* start Provided records *

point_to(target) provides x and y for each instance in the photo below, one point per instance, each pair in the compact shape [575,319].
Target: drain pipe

* end Provided records *
* start Provided records *

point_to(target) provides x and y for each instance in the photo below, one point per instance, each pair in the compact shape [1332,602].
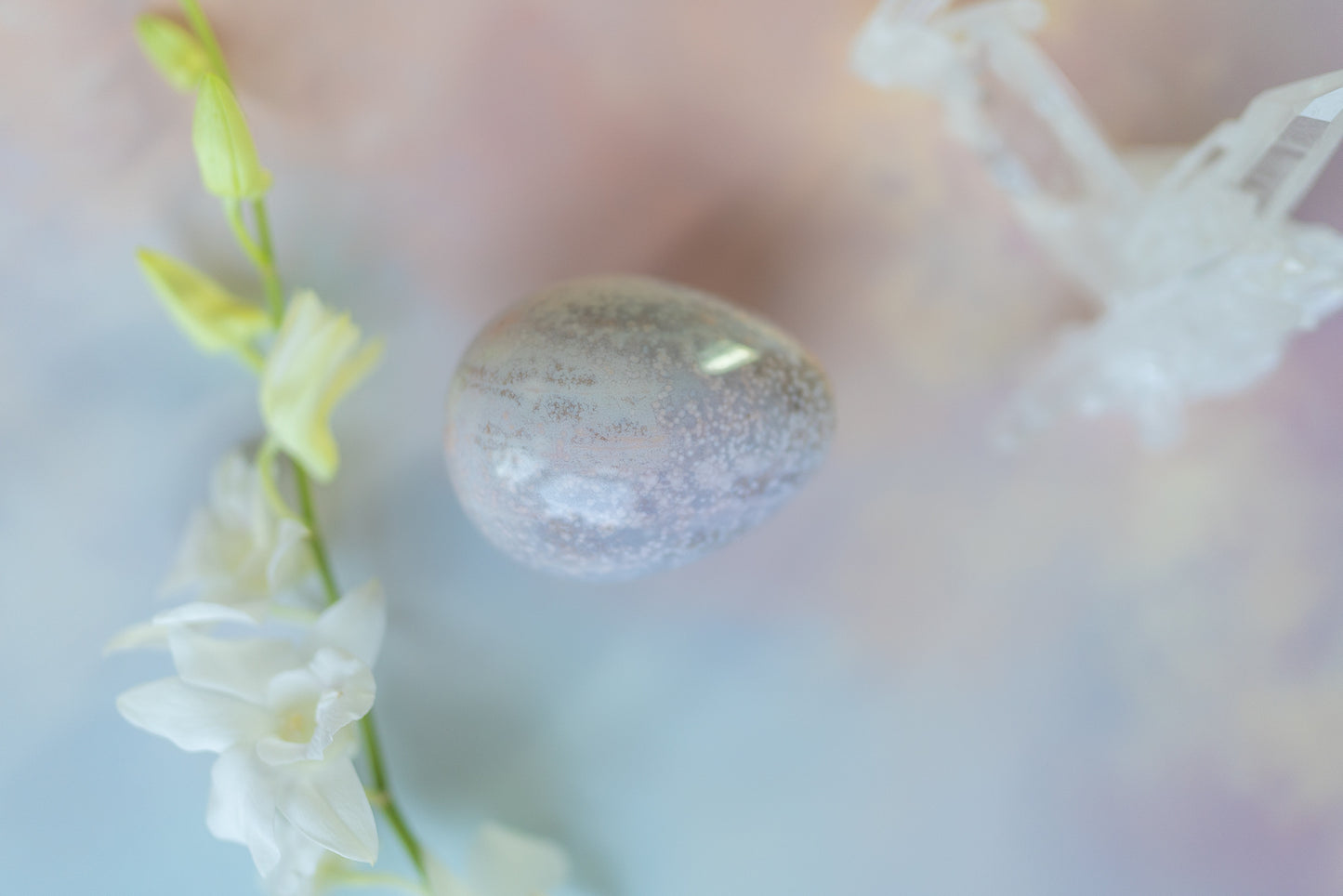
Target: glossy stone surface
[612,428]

* end Provided records *
* start Provided records *

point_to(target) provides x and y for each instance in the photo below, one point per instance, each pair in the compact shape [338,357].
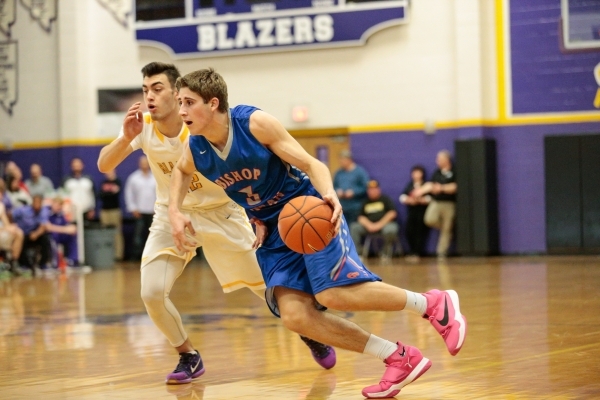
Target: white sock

* end Provided records *

Task goal: Show every line of the records above that contains the word "below", copying each such line in full. Case matters, so only occurrences with identical capitalization qualify.

Reply:
point_to(target) provides x and y for each instance in the photo below, one point per instance, each pair in the compact shape [575,319].
point_to(target) provides x and y for each instance in the photo below, one point per instance, each pair in the compact shape [1332,602].
point_to(target) provides x and y for each instance in the photo below, one point per instance, each pair in the compact shape [338,357].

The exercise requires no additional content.